ASSIGNED TASK:
Filter the listing below, copying every line in which the word "grass" appears.

SUPPLIED DATA:
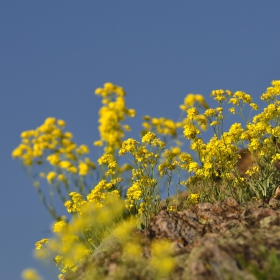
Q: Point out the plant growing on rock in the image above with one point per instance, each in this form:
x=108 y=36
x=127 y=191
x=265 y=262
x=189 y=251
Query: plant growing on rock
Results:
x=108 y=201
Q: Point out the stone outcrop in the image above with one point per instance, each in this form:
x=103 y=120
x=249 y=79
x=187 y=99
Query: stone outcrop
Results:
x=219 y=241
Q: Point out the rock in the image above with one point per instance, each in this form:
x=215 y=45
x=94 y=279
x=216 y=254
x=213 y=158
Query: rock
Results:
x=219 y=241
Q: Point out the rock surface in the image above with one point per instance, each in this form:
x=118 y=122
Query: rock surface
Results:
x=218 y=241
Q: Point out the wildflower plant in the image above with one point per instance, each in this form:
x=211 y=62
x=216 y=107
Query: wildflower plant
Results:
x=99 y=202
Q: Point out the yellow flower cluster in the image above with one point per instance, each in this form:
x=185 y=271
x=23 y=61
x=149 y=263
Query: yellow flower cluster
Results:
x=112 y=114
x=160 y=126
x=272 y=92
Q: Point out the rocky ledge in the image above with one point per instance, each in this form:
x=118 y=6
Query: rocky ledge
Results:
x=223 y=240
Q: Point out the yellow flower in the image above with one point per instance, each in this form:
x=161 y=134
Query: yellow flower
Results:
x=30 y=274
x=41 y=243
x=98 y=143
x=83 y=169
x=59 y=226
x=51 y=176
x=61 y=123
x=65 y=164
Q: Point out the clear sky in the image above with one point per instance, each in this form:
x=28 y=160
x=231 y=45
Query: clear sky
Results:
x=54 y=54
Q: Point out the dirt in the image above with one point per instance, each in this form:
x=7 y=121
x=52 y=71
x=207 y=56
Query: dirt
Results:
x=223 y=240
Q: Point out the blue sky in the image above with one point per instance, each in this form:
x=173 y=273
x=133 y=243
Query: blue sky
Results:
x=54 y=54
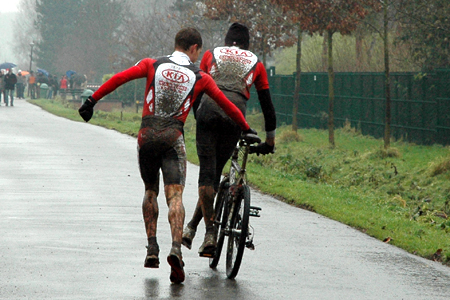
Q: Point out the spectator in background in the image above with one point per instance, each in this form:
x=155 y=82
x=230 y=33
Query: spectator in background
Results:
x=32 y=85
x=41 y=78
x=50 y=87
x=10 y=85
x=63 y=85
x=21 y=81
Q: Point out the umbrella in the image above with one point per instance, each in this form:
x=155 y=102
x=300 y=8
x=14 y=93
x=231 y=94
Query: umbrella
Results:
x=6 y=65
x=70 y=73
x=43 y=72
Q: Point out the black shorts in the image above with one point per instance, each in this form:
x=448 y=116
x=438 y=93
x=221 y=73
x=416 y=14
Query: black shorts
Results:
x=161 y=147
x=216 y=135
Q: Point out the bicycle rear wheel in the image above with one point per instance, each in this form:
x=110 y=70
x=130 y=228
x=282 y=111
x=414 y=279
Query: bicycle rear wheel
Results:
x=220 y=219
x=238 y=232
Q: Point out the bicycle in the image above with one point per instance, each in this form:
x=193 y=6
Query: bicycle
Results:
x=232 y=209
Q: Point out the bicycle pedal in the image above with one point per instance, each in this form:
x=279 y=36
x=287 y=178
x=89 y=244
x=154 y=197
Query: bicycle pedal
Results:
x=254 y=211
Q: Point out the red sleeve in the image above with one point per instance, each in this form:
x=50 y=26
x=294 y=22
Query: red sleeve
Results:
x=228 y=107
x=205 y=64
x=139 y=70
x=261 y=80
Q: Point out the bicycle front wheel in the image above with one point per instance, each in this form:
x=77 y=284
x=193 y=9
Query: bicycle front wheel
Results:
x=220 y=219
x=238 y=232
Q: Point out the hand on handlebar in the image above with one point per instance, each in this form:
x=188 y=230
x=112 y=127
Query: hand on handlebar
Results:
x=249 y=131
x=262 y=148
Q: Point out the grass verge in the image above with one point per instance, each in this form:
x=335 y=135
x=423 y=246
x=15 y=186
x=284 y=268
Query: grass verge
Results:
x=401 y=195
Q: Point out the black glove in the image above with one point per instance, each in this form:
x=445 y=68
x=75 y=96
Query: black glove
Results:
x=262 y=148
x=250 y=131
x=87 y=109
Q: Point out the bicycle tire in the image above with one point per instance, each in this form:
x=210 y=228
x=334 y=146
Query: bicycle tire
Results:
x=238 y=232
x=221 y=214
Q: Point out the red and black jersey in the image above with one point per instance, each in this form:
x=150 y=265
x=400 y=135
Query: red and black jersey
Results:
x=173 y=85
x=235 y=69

SOLUTION FOR THIS TASK:
Q: Point out the grass verge in the image above with one point per instance, each in this form:
Query: grass verge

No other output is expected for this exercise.